> What is being asked: Copy every line of the entries below, changing nothing and leaving out the pictures.

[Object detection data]
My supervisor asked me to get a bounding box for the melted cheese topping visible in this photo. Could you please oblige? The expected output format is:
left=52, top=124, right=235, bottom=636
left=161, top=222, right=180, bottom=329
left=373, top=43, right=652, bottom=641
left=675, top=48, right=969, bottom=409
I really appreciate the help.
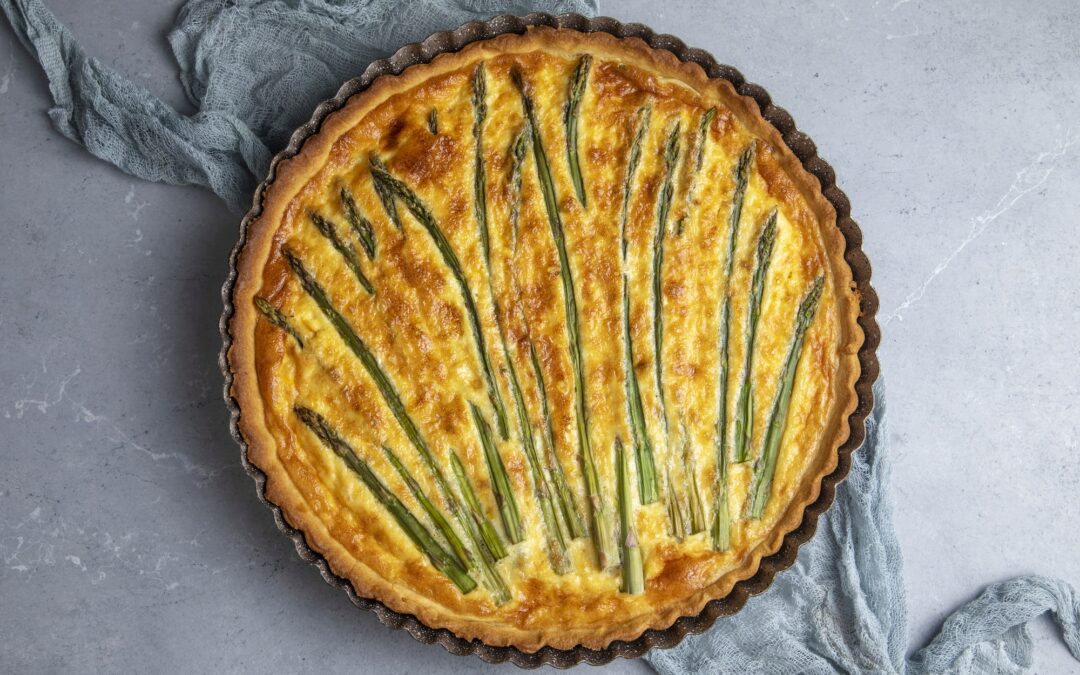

> Written answer:
My supervisor asked me to get a bounding box for the melted cheese topping visible in this photo. Could you please oblige? The expected output format is:
left=52, top=124, right=235, bottom=636
left=161, top=222, right=180, bottom=329
left=373, top=43, right=652, bottom=641
left=675, top=48, right=969, bottom=409
I really appreciate the help.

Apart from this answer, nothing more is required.